We also want to make sure that this is a balanced experiment (ie equal number of observations for each categorical variable). We can do this with a contingency table which returns the counts for us.
table(df$sex, df$diet)
##
## HF LF N
## F 20 20 20
## M 20 20 20
Visualize the Data
ggplot(data = df,
aes(x = diet, y = weight, fill = sex)) +
geom_boxplot()
Check the Assumptions
Assumptions:
- Normality: The data is normally distributed
- Equal Variance: the variance between groups should be the same
- Independent Samples
- The dependent variable should be continuous
Normality: The data is normally distributed
Using the histogram you can look to see if the weight data (our dependent variable) is normally distributed. This should look like the classic bell curve distribution. It doesn’t have to be perfect, but close is good.
hist(df$weight)
These results were expected since we generated normal data. For comparison let’s generate a non-normal set of data and run the same tests.

##########

• SET TASK 1: List every assumption that the passage names under "Assumptions:".

##########

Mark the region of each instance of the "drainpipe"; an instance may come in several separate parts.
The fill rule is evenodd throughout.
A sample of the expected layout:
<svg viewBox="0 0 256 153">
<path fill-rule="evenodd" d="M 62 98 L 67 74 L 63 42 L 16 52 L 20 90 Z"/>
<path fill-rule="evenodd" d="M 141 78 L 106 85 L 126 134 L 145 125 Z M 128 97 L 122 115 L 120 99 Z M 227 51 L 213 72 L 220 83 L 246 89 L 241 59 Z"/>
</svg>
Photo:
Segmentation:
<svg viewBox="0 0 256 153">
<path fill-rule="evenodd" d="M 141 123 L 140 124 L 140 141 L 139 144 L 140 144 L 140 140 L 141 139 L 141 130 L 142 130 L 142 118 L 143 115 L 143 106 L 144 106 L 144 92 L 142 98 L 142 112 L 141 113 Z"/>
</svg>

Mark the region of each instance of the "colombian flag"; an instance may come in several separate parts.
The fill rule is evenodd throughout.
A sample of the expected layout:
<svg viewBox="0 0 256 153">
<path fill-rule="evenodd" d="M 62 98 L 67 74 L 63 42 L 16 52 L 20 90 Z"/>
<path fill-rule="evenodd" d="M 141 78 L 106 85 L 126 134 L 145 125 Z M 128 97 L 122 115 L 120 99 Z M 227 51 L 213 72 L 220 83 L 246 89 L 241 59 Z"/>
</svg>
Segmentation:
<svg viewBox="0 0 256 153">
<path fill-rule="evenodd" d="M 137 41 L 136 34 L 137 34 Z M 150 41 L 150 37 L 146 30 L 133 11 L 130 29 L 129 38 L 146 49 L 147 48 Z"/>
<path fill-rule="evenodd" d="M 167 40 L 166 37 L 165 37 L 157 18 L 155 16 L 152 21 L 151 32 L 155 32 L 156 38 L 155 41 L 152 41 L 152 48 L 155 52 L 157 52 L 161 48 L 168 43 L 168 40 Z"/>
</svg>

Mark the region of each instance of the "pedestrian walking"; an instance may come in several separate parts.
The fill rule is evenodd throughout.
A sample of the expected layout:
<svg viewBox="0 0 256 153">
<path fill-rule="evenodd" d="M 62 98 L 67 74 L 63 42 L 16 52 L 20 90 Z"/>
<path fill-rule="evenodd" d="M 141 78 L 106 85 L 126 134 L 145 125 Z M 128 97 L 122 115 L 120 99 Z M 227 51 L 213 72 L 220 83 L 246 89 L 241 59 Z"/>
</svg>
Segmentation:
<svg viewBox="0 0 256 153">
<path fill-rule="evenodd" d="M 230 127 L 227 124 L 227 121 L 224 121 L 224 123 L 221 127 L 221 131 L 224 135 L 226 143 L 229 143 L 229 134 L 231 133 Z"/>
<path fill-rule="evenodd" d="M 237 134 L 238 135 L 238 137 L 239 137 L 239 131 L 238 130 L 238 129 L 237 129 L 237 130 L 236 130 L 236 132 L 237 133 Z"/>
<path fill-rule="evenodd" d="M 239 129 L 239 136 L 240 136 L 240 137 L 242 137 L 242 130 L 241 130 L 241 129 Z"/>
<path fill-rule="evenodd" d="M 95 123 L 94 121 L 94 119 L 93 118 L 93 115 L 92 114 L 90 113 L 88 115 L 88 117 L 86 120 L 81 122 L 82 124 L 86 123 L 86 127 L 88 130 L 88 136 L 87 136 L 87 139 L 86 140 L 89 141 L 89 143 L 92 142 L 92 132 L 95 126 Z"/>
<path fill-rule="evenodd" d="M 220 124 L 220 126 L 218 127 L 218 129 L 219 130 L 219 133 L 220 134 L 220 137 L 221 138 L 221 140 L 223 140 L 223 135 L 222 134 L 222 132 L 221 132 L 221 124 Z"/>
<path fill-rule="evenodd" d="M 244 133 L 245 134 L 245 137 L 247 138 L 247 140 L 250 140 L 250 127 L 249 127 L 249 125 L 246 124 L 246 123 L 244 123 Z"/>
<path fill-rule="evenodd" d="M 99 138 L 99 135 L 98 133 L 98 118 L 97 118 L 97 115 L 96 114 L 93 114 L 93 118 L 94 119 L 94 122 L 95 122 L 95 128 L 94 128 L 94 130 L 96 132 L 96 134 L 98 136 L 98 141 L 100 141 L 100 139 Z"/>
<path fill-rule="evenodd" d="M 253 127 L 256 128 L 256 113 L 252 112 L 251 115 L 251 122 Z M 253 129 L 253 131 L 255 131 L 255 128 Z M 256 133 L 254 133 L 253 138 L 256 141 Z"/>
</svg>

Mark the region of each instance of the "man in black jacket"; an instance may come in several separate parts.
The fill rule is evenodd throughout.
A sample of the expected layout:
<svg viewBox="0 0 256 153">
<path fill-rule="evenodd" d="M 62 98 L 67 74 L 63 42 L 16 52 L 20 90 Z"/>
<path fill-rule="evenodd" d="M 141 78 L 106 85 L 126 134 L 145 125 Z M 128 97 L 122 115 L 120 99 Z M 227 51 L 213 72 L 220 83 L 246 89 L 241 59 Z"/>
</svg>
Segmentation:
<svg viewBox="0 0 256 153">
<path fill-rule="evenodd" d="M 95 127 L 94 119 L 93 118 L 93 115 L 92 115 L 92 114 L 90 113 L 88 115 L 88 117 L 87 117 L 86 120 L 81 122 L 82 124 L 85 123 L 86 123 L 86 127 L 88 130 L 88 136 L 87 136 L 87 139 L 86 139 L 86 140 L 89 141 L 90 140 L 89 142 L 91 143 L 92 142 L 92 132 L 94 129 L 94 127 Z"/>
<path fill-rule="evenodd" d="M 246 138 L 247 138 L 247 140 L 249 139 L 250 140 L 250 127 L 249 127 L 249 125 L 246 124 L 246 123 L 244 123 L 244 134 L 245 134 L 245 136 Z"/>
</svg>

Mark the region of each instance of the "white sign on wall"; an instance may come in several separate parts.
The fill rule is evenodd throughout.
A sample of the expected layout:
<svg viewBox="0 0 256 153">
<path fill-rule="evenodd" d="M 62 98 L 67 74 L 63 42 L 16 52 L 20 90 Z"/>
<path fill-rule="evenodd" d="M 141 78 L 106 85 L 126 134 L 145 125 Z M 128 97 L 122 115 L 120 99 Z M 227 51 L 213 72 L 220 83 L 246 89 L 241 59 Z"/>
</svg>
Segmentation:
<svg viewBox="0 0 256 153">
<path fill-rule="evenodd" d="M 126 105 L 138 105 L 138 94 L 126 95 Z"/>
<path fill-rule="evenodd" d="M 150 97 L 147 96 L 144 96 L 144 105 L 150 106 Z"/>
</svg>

##########

• SET TASK 2: Report every line in the rows above that contains the string "separate".

• EXERCISE RESULT 1:
- Normality: The data is normally distributed
- Equal Variance: the variance between groups should be the same
- Independent Samples
- The dependent variable should be continuous

• EXERCISE RESULT 2:
Mark the region of each instance of the "drainpipe"; an instance may come in several separate parts.
Mark the region of each instance of the "colombian flag"; an instance may come in several separate parts.
Mark the region of each instance of the "pedestrian walking"; an instance may come in several separate parts.
Mark the region of each instance of the "man in black jacket"; an instance may come in several separate parts.
Mark the region of each instance of the "white sign on wall"; an instance may come in several separate parts.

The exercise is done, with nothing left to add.